=== DATA FOR THE TASK ===
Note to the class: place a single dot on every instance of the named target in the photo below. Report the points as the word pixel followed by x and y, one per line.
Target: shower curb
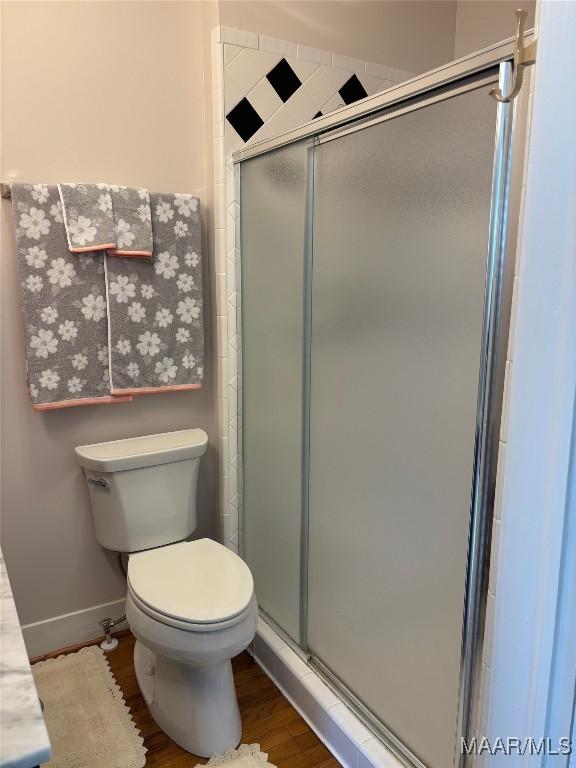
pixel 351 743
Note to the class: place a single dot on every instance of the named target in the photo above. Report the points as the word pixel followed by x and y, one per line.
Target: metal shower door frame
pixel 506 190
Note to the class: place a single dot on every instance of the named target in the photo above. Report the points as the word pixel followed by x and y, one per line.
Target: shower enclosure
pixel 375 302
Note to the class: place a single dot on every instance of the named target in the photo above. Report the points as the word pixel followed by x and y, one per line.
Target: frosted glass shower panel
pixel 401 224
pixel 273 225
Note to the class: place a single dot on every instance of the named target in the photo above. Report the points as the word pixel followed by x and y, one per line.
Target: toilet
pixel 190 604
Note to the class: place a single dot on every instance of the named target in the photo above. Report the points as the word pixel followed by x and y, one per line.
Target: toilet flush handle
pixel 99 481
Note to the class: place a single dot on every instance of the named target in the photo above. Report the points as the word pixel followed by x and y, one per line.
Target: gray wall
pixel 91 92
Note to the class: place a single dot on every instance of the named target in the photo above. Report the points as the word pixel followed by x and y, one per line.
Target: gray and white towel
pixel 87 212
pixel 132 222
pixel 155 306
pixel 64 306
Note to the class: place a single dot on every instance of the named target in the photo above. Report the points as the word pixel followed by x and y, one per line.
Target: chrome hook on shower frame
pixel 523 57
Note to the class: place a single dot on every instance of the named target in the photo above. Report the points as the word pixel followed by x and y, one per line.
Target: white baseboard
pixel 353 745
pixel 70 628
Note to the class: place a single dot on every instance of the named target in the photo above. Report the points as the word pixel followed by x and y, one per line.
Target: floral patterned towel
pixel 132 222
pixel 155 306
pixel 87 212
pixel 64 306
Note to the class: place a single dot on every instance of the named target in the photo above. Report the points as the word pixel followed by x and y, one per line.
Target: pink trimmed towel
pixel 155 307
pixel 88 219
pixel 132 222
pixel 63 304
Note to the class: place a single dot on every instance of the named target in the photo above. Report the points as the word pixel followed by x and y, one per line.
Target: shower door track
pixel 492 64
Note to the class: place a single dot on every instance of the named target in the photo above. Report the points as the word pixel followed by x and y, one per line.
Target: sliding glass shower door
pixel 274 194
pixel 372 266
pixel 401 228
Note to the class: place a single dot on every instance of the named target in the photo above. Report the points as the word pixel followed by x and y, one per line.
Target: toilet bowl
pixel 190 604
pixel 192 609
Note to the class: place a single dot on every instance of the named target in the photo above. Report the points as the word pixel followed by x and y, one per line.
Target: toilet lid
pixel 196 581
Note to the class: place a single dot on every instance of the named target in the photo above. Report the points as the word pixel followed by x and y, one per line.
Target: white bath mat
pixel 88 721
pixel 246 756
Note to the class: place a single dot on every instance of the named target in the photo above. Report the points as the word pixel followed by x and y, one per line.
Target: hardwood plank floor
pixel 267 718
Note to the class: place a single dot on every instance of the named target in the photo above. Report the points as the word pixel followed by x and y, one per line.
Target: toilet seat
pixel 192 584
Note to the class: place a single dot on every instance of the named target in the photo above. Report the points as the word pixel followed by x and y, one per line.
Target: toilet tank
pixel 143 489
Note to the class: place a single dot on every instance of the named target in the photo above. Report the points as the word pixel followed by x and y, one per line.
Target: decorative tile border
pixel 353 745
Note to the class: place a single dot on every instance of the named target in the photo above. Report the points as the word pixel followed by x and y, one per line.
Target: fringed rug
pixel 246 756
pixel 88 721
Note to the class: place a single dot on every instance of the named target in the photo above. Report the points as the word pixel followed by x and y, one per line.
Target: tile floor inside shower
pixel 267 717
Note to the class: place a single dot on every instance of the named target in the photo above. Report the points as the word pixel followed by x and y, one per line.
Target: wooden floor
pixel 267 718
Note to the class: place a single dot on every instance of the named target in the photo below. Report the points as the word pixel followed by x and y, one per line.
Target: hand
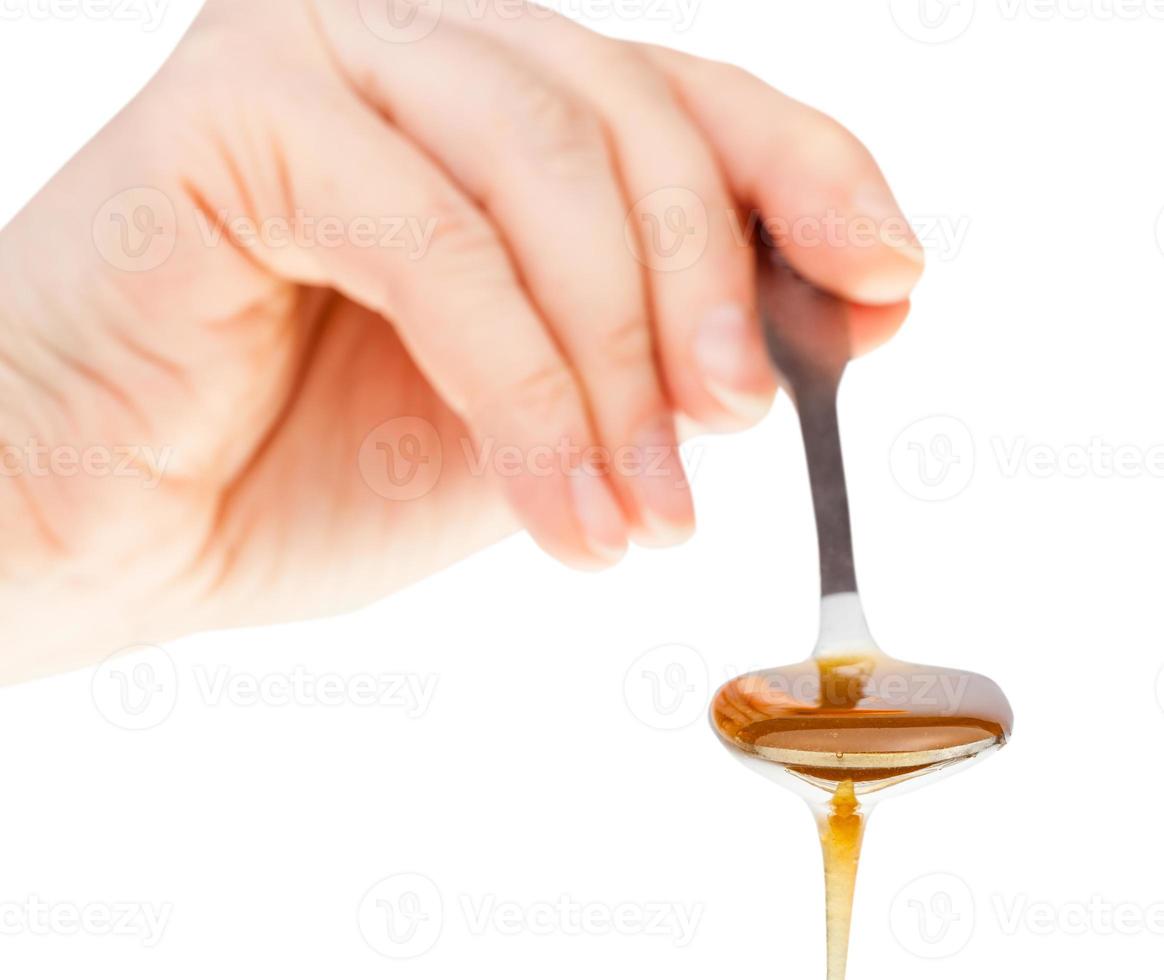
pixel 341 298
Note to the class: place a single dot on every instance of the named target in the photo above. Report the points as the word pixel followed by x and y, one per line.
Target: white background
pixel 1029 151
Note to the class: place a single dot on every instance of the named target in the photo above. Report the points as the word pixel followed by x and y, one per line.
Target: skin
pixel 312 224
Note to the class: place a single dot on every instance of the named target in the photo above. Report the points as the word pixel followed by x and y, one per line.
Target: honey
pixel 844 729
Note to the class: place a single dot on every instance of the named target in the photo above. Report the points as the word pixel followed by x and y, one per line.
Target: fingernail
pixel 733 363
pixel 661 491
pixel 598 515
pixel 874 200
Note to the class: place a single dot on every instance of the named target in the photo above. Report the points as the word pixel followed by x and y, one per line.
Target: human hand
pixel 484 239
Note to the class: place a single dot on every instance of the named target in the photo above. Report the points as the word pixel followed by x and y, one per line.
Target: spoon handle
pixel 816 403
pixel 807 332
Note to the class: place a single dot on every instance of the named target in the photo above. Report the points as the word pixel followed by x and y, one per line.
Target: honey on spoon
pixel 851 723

...

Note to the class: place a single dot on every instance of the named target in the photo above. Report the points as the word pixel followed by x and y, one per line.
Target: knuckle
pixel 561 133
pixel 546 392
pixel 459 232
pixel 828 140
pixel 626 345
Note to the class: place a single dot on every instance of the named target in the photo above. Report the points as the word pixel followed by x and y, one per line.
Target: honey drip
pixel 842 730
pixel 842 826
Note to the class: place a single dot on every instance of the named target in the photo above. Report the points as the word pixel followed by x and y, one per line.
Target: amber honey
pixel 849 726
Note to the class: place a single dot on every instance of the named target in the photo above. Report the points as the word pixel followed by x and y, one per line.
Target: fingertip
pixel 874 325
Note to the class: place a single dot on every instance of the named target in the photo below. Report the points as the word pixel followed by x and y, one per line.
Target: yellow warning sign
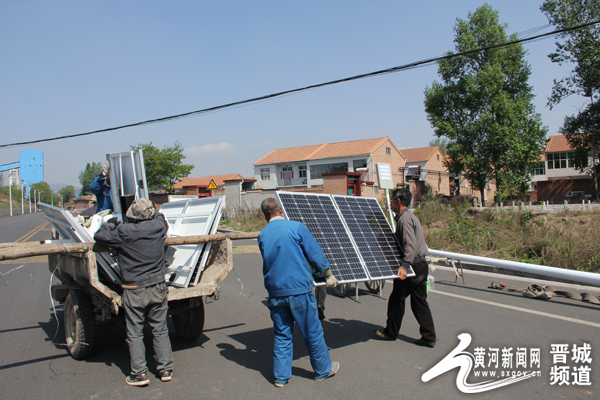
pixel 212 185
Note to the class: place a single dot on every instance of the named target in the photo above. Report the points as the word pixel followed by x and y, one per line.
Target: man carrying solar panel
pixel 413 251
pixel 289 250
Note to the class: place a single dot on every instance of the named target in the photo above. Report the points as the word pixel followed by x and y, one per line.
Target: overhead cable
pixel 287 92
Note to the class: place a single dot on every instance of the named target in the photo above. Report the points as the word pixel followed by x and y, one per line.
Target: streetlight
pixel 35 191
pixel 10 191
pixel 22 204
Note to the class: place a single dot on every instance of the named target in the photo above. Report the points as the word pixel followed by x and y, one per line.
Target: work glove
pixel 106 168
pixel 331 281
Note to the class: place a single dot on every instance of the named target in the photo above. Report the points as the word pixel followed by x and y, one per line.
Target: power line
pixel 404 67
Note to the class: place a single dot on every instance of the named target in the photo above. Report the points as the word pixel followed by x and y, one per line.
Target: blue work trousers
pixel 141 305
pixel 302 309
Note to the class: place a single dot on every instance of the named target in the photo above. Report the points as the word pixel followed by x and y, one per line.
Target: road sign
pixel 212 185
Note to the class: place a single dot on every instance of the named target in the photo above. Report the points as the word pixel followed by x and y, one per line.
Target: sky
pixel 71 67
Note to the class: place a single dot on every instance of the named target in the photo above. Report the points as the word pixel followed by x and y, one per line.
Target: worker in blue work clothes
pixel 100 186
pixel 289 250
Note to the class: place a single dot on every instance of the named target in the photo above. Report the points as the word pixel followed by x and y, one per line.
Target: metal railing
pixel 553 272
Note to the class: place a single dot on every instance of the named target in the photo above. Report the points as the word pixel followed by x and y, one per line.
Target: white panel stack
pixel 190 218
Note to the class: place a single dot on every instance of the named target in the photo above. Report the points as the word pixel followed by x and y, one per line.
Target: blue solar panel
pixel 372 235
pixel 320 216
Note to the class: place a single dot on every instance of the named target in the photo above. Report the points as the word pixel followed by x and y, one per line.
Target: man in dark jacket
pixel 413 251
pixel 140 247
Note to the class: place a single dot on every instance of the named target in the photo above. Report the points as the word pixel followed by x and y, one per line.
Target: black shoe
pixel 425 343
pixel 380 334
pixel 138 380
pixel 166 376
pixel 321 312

=== TASK STATEMENT ===
Go through both blocks of items above, pick out every line that contains the word "gray", and copy each of those lines.

=== FINISHED TASK ===
Target: gray wall
Target: gray and white towel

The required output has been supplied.